# Directive
Copy the listing word for word from its first line through the line containing "positive clicks: (344, 933) (318, 796)", including both ends.

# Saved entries
----

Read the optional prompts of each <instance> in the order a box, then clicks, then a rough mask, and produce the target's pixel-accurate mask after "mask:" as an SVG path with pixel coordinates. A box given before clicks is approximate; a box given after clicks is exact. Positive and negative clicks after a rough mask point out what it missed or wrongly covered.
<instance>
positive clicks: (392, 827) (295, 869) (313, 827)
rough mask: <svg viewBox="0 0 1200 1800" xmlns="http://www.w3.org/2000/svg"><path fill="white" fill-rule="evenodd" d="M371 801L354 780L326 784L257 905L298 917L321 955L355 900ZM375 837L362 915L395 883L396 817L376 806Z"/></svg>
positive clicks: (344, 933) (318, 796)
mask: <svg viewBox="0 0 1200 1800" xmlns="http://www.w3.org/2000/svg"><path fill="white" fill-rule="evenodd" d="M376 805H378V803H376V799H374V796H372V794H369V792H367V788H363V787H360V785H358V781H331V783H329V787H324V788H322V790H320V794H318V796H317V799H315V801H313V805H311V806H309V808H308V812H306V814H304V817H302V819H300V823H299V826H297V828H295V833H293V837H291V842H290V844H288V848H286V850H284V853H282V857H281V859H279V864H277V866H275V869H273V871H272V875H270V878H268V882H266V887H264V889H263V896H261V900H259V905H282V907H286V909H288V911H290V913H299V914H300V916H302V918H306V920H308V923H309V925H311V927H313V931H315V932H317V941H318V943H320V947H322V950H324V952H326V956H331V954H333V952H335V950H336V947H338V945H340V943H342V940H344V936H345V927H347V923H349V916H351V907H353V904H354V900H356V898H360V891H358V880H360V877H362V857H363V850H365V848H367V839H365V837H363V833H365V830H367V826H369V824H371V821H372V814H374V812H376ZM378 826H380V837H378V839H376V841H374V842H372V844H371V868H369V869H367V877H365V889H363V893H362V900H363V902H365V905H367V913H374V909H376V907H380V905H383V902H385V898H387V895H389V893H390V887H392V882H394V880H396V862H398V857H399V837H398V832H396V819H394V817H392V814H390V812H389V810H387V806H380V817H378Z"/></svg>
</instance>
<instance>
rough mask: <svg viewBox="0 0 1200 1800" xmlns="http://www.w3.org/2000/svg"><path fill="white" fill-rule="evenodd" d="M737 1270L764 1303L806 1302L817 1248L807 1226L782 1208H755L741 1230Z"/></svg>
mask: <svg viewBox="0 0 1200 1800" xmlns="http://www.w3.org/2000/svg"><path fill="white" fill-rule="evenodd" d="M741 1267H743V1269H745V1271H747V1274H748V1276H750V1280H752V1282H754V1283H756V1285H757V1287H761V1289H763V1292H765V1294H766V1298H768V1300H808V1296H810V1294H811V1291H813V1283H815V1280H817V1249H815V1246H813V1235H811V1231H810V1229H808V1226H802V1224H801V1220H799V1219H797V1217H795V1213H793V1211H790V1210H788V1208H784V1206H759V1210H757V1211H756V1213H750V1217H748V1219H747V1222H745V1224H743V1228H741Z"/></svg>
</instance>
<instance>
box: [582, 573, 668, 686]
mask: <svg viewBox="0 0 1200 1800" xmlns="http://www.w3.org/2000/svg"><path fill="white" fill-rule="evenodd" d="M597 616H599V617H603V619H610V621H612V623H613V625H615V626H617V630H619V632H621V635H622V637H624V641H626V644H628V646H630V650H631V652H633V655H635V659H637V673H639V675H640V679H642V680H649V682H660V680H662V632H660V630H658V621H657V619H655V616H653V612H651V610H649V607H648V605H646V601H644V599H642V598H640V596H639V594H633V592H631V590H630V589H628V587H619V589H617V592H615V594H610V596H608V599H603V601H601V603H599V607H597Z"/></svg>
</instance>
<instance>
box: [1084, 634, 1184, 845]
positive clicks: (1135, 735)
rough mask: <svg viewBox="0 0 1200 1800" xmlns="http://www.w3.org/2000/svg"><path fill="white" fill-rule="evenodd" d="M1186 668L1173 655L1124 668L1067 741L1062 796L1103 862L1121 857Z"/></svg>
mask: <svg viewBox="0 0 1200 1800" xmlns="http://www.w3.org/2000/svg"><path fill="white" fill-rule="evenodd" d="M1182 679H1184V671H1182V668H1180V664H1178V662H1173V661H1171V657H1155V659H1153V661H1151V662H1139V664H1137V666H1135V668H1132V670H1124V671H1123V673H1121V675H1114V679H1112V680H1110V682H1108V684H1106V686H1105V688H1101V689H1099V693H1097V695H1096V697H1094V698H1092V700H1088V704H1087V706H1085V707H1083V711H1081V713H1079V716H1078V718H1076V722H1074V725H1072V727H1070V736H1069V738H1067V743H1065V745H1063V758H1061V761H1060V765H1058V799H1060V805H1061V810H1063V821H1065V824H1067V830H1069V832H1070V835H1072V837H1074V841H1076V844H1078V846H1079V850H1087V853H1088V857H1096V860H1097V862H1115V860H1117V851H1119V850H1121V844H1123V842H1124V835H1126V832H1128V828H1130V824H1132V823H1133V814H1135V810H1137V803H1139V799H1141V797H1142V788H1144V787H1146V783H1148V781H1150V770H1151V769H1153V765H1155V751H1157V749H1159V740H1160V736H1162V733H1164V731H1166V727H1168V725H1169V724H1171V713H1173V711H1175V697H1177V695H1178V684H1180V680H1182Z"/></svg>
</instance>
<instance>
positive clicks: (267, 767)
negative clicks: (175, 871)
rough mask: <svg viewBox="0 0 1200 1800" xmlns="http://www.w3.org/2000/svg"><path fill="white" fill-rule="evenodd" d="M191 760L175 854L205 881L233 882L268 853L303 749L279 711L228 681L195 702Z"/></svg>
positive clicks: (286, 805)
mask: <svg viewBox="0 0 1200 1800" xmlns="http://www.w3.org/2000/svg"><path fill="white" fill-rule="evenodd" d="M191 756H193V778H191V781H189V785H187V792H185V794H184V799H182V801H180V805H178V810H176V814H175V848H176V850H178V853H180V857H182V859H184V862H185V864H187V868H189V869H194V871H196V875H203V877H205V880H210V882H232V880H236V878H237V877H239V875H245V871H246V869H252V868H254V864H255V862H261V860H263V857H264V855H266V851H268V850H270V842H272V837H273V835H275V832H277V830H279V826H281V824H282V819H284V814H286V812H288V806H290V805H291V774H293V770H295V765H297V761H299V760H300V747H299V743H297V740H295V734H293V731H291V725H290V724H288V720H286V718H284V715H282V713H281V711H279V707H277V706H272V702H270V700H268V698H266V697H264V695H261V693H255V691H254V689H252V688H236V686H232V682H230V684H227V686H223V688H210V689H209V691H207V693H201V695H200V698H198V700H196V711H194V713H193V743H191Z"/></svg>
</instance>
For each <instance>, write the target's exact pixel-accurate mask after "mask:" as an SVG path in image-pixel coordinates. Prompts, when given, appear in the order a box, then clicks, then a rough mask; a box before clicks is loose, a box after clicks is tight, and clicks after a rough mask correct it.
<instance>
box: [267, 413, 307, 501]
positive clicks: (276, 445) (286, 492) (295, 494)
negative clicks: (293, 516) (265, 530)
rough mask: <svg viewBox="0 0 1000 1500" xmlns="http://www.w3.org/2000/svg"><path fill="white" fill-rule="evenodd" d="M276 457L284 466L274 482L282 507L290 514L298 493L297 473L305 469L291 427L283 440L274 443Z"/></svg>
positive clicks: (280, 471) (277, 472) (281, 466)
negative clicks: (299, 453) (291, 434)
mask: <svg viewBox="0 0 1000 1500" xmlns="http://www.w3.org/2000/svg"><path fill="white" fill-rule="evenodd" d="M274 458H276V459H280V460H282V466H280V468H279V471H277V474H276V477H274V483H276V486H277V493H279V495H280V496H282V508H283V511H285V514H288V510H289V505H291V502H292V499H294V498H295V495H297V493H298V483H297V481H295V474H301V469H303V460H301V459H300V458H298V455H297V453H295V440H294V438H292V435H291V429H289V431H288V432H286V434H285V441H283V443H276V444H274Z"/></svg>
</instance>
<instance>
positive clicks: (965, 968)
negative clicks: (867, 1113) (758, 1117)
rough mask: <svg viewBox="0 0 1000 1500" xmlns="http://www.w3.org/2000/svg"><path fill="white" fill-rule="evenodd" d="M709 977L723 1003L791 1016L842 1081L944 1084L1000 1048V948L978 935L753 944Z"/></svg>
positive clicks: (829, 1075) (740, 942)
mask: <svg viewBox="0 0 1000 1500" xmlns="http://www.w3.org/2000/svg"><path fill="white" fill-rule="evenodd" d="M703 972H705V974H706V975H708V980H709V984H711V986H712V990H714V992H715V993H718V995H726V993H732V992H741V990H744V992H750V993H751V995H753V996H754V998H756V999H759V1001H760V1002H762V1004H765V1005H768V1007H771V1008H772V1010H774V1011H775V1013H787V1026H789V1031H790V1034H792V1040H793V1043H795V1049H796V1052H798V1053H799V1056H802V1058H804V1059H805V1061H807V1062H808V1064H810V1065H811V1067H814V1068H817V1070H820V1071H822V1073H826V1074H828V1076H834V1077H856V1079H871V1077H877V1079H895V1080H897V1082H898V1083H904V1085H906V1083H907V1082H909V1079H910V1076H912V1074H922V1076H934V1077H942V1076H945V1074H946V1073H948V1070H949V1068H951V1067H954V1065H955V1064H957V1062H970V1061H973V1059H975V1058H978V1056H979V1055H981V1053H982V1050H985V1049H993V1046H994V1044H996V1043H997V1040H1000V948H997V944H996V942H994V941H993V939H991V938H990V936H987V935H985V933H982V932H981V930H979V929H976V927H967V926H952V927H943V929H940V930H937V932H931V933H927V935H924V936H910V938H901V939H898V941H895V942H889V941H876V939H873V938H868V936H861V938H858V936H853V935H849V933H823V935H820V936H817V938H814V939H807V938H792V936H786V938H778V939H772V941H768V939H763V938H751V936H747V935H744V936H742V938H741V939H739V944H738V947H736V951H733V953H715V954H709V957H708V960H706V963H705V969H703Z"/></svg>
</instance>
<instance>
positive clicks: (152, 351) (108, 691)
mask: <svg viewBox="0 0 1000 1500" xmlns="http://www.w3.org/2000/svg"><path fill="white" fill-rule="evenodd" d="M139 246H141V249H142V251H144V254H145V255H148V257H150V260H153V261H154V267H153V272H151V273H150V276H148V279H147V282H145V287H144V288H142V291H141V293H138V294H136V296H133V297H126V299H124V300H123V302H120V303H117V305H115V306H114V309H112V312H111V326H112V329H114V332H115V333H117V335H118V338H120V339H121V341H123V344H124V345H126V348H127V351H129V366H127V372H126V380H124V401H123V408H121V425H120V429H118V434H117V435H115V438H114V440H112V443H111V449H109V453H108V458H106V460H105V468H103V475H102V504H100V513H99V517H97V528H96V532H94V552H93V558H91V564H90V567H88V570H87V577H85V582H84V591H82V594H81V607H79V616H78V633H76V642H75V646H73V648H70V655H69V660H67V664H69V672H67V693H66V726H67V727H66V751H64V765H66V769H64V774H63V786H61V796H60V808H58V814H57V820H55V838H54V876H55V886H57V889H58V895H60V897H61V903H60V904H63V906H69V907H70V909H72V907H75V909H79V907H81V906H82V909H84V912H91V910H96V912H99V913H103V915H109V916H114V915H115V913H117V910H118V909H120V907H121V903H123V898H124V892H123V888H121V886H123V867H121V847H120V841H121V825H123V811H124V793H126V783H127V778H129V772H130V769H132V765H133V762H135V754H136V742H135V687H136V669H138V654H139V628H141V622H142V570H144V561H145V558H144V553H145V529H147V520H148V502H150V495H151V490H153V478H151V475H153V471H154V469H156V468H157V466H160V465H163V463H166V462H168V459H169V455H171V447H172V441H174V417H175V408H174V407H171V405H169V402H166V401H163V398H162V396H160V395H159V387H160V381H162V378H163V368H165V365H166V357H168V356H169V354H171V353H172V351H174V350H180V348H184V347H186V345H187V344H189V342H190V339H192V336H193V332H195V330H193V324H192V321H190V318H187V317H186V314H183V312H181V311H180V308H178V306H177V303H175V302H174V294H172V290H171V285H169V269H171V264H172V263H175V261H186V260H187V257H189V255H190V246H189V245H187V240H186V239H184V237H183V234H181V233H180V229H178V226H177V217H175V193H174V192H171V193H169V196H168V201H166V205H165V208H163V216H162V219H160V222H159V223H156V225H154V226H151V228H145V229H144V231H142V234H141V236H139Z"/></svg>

----

# Answer box
Read the optional prompts of each <instance> in the order a box, then clicks, then a rough mask, and produce the target's pixel-accurate mask after "mask:" as an SVG path with pixel coordinates. A box given before clicks is approximate; a box given after clicks is exact. Positive and negative clicks after a rough mask point out what it missed or wrongly covered.
<instance>
positive clicks: (392, 827) (295, 869) (313, 827)
rough mask: <svg viewBox="0 0 1200 1800" xmlns="http://www.w3.org/2000/svg"><path fill="white" fill-rule="evenodd" d="M371 801L354 780L326 784L257 905L298 917L321 955L355 900ZM375 837L362 915L395 883L396 817L376 806Z"/></svg>
positive clicks: (344, 933) (318, 796)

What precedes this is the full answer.